• _DESCRIPTION OF THE TASK_
Return, word for word, only the lines from the one containing "Could you mark every instance of the fingers" through the last line of the entries.

• _DATASET RECORDS_
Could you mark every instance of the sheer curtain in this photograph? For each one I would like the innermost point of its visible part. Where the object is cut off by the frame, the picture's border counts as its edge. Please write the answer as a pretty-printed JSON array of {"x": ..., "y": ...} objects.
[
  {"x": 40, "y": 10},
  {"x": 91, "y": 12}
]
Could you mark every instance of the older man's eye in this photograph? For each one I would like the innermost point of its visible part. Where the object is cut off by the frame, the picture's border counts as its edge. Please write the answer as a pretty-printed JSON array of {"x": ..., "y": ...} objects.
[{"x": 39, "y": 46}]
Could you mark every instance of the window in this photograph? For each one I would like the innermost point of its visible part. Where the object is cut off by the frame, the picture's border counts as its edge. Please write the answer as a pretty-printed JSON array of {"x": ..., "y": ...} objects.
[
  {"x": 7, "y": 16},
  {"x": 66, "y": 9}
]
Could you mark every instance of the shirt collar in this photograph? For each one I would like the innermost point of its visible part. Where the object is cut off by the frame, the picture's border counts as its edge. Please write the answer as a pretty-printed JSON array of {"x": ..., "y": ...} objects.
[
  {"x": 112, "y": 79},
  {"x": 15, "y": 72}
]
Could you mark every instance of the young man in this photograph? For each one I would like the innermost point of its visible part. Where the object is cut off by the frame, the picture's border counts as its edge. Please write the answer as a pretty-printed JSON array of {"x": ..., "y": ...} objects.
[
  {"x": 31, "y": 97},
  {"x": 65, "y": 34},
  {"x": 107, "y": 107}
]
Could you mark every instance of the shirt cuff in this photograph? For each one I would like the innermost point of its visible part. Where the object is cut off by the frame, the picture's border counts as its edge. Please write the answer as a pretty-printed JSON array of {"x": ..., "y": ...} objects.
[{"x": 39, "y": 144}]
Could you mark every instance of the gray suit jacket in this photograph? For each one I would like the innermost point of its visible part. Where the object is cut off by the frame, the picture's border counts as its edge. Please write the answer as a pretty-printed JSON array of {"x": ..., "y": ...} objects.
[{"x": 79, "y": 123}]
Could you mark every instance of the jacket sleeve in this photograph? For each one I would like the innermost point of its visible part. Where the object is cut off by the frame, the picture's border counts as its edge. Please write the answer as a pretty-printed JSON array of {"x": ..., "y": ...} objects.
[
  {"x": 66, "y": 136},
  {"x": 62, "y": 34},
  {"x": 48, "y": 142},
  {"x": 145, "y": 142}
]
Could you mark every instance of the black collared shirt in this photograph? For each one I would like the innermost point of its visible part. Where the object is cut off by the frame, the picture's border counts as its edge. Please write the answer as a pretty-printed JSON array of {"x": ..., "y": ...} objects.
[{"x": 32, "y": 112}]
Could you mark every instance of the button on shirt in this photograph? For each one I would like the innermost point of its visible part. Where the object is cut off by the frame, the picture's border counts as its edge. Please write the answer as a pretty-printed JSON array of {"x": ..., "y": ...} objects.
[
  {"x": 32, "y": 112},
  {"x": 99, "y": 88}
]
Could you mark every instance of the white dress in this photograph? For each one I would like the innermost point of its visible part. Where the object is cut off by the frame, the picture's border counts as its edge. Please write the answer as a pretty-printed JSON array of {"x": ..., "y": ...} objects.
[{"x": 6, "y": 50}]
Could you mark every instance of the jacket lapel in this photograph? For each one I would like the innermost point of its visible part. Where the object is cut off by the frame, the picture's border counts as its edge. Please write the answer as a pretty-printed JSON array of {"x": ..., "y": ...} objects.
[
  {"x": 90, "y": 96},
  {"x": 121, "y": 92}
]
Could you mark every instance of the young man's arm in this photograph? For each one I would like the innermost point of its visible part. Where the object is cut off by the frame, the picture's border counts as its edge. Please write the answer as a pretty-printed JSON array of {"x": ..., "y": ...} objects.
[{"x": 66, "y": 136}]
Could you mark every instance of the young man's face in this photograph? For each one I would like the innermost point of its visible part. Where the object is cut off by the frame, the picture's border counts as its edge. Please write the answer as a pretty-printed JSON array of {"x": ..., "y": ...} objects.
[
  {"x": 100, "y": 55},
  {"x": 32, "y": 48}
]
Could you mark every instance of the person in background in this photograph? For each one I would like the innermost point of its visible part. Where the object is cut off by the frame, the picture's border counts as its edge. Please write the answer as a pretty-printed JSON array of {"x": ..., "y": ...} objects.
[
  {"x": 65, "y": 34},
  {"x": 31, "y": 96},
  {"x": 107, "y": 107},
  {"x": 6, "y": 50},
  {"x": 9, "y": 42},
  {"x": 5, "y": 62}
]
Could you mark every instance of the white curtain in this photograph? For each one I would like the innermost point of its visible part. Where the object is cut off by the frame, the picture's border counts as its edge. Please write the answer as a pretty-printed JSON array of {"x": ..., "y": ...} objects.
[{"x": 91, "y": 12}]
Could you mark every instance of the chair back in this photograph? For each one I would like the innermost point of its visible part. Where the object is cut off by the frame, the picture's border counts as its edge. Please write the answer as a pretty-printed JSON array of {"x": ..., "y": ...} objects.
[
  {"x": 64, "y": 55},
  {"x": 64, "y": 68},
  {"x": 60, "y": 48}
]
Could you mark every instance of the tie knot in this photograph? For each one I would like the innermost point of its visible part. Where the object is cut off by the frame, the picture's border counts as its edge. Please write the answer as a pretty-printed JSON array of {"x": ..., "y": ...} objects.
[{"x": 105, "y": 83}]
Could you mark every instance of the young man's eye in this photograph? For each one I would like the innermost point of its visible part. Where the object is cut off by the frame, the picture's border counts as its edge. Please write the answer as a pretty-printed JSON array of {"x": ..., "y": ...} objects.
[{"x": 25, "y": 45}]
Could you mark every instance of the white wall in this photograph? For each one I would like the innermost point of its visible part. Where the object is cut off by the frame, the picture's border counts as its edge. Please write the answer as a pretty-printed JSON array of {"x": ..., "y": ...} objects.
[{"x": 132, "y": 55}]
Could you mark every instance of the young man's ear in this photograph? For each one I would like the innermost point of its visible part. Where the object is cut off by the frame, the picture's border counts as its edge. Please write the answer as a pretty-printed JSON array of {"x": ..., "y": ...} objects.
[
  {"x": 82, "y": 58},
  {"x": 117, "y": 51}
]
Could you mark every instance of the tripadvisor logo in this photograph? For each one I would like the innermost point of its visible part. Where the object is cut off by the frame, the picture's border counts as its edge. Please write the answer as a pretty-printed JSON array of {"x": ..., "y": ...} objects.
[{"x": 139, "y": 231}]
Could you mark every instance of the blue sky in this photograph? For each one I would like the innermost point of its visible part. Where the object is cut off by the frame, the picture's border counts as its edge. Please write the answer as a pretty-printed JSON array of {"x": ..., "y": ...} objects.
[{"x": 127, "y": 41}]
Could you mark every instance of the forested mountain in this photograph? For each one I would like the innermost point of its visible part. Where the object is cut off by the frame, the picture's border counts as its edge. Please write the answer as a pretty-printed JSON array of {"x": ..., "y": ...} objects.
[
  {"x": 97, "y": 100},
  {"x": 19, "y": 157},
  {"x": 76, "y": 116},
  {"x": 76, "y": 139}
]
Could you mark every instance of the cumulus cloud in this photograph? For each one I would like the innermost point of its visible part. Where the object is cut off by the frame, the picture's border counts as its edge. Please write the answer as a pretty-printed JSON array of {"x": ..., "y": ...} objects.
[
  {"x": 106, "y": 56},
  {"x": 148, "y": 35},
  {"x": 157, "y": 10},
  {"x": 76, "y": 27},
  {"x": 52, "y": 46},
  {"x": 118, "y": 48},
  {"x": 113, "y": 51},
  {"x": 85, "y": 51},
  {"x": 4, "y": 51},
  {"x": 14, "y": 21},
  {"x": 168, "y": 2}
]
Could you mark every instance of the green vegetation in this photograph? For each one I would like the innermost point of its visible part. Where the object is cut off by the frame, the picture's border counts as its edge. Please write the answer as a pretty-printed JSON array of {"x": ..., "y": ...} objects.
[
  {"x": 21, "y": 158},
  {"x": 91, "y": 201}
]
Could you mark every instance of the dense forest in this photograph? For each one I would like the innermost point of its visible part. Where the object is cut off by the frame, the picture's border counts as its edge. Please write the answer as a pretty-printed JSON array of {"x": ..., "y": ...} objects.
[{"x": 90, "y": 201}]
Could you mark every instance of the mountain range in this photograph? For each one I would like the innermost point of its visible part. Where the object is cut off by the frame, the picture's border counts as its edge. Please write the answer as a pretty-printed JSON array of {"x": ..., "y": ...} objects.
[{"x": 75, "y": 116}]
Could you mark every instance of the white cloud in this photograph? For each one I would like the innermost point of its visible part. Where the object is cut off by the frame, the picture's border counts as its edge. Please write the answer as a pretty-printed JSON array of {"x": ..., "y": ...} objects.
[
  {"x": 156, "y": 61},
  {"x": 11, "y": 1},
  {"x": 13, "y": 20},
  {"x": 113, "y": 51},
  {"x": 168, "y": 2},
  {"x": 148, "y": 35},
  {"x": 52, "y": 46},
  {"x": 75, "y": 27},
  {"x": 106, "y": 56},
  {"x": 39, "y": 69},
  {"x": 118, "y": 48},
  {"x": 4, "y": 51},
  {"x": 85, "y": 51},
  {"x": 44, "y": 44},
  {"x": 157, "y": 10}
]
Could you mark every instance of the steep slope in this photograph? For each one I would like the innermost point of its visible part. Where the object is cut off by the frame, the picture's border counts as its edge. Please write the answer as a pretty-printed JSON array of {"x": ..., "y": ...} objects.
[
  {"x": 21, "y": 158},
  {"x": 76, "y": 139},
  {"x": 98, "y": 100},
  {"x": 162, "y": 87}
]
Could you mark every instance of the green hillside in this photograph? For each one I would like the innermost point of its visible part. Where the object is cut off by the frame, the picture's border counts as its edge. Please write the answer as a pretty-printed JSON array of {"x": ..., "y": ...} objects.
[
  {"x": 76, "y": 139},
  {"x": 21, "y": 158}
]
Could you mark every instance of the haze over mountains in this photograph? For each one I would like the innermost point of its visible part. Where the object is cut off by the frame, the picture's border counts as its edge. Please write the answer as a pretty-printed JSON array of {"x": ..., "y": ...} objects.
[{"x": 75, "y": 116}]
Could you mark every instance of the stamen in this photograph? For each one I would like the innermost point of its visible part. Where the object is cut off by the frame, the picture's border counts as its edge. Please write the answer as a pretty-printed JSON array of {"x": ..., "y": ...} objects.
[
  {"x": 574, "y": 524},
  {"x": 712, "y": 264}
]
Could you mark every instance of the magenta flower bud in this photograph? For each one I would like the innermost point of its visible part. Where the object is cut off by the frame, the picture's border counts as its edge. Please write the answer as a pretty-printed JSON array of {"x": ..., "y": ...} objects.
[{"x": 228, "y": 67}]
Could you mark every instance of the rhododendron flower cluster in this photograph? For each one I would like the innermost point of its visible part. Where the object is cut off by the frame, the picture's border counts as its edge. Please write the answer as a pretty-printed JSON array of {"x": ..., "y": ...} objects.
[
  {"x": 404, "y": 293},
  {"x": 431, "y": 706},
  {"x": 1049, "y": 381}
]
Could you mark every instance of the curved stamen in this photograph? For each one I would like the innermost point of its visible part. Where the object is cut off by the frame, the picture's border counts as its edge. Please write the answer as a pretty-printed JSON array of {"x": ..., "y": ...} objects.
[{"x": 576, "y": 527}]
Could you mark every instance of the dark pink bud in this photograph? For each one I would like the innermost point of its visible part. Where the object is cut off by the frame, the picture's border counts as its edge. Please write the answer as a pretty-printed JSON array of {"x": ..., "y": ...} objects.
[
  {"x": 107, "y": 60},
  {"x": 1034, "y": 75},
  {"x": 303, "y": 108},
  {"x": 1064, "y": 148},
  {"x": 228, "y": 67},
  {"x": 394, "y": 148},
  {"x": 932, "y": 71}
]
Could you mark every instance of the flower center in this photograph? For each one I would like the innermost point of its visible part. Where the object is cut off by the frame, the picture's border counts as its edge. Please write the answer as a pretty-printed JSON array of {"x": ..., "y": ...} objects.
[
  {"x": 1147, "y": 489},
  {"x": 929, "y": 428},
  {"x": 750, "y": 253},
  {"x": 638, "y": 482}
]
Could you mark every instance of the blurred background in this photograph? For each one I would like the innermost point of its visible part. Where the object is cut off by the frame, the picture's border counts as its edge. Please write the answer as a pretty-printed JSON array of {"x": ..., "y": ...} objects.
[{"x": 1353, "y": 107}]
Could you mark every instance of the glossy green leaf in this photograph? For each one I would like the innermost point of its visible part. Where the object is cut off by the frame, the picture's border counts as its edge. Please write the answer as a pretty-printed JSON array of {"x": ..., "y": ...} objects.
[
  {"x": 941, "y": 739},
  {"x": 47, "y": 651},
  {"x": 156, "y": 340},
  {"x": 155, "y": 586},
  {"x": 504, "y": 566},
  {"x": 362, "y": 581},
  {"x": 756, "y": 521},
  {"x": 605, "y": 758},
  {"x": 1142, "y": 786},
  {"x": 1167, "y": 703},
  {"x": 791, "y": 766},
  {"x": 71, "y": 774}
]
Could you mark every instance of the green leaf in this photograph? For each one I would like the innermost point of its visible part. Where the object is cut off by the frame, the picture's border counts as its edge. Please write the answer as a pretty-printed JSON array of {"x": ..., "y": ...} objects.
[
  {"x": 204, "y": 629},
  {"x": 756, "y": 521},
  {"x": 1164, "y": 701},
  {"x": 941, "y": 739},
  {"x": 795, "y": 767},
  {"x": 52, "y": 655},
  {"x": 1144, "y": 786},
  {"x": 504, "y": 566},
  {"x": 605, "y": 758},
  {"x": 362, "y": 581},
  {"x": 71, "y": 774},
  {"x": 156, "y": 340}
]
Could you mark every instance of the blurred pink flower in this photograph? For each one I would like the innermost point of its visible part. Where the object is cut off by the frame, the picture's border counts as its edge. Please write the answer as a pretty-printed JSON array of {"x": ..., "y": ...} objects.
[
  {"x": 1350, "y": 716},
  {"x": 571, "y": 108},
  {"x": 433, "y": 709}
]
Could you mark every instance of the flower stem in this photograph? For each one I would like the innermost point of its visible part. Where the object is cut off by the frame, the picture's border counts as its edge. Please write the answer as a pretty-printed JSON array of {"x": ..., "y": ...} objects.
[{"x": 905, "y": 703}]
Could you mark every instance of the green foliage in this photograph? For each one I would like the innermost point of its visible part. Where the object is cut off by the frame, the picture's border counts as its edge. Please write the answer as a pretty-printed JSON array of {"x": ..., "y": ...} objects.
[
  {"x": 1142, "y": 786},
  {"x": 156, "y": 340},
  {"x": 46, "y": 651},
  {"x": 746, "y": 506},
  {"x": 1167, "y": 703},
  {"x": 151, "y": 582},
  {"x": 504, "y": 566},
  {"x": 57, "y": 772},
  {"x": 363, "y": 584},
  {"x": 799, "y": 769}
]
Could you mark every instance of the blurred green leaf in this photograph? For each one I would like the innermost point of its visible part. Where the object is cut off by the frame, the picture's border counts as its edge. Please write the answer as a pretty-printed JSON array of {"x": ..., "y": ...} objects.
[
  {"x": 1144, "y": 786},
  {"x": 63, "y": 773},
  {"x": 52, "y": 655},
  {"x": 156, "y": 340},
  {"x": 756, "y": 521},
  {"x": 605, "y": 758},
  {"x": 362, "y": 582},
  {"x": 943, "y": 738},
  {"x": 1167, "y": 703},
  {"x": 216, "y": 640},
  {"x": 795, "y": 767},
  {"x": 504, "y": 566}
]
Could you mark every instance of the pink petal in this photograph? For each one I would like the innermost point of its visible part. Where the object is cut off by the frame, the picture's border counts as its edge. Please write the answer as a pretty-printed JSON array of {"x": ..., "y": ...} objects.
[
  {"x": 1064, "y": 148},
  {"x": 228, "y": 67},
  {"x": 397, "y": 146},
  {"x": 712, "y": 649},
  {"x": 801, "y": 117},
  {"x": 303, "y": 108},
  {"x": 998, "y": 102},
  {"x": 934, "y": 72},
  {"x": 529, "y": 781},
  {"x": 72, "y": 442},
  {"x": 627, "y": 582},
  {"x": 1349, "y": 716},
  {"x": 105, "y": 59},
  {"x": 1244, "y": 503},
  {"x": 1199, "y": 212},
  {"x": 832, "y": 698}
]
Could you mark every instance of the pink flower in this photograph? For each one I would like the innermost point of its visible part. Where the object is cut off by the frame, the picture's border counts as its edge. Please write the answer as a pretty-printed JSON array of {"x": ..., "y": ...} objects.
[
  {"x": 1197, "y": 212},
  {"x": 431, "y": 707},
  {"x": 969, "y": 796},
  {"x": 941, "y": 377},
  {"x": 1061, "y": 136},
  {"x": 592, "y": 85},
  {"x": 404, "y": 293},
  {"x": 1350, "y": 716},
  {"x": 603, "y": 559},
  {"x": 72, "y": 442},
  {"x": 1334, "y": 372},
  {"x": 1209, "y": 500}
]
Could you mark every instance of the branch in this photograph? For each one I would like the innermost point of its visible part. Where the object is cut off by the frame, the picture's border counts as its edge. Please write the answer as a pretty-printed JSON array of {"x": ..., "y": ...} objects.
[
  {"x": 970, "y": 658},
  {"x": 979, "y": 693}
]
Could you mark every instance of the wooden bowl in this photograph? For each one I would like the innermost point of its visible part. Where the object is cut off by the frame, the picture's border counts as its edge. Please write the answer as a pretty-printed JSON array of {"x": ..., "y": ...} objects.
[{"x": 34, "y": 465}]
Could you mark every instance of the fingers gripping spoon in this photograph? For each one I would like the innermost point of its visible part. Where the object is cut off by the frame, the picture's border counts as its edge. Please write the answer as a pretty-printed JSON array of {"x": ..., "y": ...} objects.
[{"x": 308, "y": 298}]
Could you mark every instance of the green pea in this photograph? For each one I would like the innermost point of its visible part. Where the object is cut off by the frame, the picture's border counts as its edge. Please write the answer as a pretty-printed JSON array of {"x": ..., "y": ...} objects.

• _EXERCISE OUTPUT_
Could you mark every instance of the fingers gripping spoon in this photograph? For each one I would like the innermost point of its visible part. Where the object is cut off by the frame, the picture's border counts as its edge. Please write the answer as a pretty-printed JSON array of {"x": ..., "y": ...} objects.
[{"x": 308, "y": 298}]
Could you mark every instance of the green pea in this photograph? For each one I would like the innermost point of its visible part. Where the object is cut off by the frame, the picture's border counts as its edge. Please write the answer as a pretty-printed JSON array of {"x": ..., "y": ...} objects.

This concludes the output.